*** Opening INFORMATION SHOWN ***

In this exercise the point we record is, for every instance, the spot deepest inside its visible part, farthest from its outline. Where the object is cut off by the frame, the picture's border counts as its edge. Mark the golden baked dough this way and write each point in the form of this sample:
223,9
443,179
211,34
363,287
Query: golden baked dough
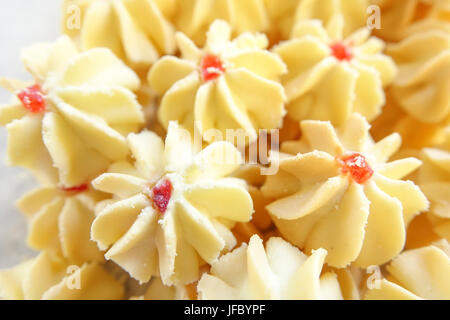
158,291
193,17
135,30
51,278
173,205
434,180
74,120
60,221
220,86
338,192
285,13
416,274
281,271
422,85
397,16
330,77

*** Closing INFORMATION SHOWN ***
*** Opening INFORMATION SHOWN ***

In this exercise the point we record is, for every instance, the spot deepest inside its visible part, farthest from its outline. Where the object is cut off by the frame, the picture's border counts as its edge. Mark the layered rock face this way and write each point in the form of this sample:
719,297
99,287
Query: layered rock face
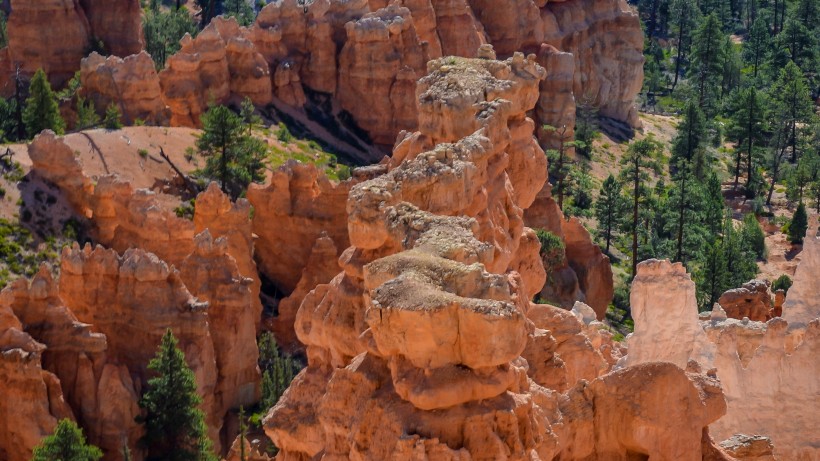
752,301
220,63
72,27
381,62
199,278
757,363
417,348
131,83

*** Closing INFORMATION SHOWN ***

*REQUIRED WORK*
Please filter the data down to the lines containing the word "Mark".

*SOLUTION TO THE EXERCISE*
In this exercise the point we record is, for every instance, the spot deepest inside its visible part, farthest from its outline. Where the object is cut off by the frame, the picture's border counts as its edge. Mark the golden baked dough this way and write each point in the form of this sample:
In this exercise the point we record is, for every instance, the spot deepest inside its visible part, farthest from its outline. Where the object is cut off by the frame, the picture's border counts as its edge. Mark the layered rock face this way and write each point in the form of this sample:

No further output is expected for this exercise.